### 參考文章
========
使用 Livy API 來提交和執行工作作業

適用於:✅ Fabric 資料工程與資料科學

學習如何使用 Livy API 提交 Spark 會話工作以支援 Fabric 資料工程。

必要條件

Livy API 會定義作業的統一端點。 當您遵循本文中的範例時,請將佔位符 {Entra_TenantID}、{Entra_ClientID}、{Fabric_WorkspaceID}、{Fabric_LakehouseID} 取代為適當的值。

將 Visual Studio Code 配置為你的 Livy API 會話使用環境

  1. 在你的Fabric Lakehouse 中選擇 Lakehouse Settings

    顯示 Lakehouse 設定的螢幕快照。

  2. 導航至 Livy 端點 區段。

    截圖顯示 Lakehouse Livy 端點與 Session 工作連接字串。

  3. 將 Session 作業的連接字串(圖片中第一個紅框)複製到你的程式碼中。

  4. 請前往 Microsoft Entra admin center,並將應用程式(客戶端)ID 和目錄(租戶)ID 複製到你的程式碼中。

使用 Microsoft Entra 使用者憑證或 Microsoft Entra SPN 憑證來認證 Livy API Spark 會話

使用 Microsoft Entra SPN 令牌認證 Livy API Spark 會話

  1. 在 Visual Studio Code 建立一個 .ipynb 筆記本,並插入以下程式碼。

    import sys
    from msal import ConfidentialClientApplication
    
    # Configuration - Replace with your actual values
    tenant_id = "Entra_TenantID"  # Microsoft Entra tenant ID
    client_id = "Entra_ClientID"  # Service Principal Application ID
    
    # Certificate paths - Update these paths to your certificate files
    certificate_path = "PATH_TO_YOUR_CERTIFICATE.pem"      # Public certificate file
    private_key_path = "PATH_TO_YOUR_PRIVATE_KEY.pem"      # Private key file
    certificate_thumbprint = "YOUR_CERTIFICATE_THUMBPRINT" # Certificate thumbprint
    
    # OAuth settings
    audience = "https://analysis.windows.net/powerbi/api/.default"
    authority = f"https://login.windows.net/{tenant_id}"
    
    def get_access_token(client_id, audience, authority, certificate_path, private_key_path, certificate_thumbprint=None):
        """
        Get an app-only access token for a Service Principal using OAuth 2.0 client credentials flow.
    
        This function uses certificate-based authentication which is more secure than client secrets.
    
        Args:
            client_id (str): The Service Principal's client ID  
            audience (str): The audience for the token (resource scope)
            authority (str): The OAuth authority URL
            certificate_path (str): Path to the certificate file (.pem format)
            private_key_path (str): Path to the private key file (.pem format)
            certificate_thumbprint (str): Certificate thumbprint (optional but recommended)
========
### 顯示資訊
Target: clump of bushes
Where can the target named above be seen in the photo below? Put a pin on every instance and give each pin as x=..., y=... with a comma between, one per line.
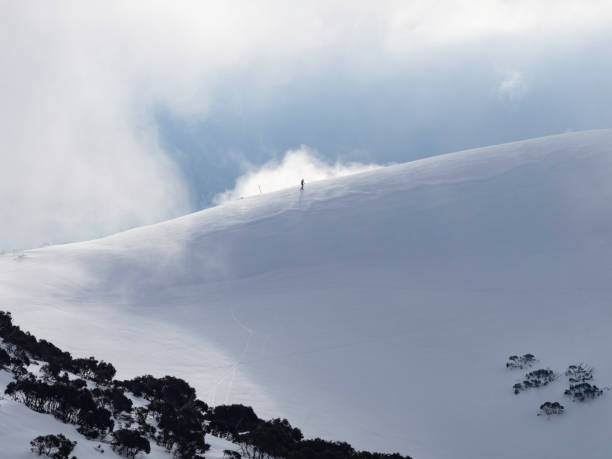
========
### 任務說明
#1 請從參考文章中含有“Livy API 會定義作業的統一端點。”的字句開始抄錄,抄到“將 Session 作業的連接字串(圖片中第一個紅框)複製到你的程式碼中。”為止。
#2 根據參考文章,要複製應用程式(客戶端)ID 和目錄(租戶)ID,應前往哪裡?

### 完整答案
#1
Livy API 會定義作業的統一端點。 當您遵循本文中的範例時,請將佔位符 {Entra_TenantID}、{Entra_ClientID}、{Fabric_WorkspaceID}、{Fabric_LakehouseID} 取代為適當的值。

將 Visual Studio Code 配置為你的 Livy API 會話使用環境

  1. 在你的Fabric Lakehouse 中選擇 Lakehouse Settings

    顯示 Lakehouse 設定的螢幕快照。

  2. 導航至 Livy 端點 區段。

    截圖顯示 Lakehouse Livy 端點與 Session 工作連接字串。

  3. 將 Session 作業的連接字串(圖片中第一個紅框)複製到你的程式碼中。

#2 Microsoft Entra admin center。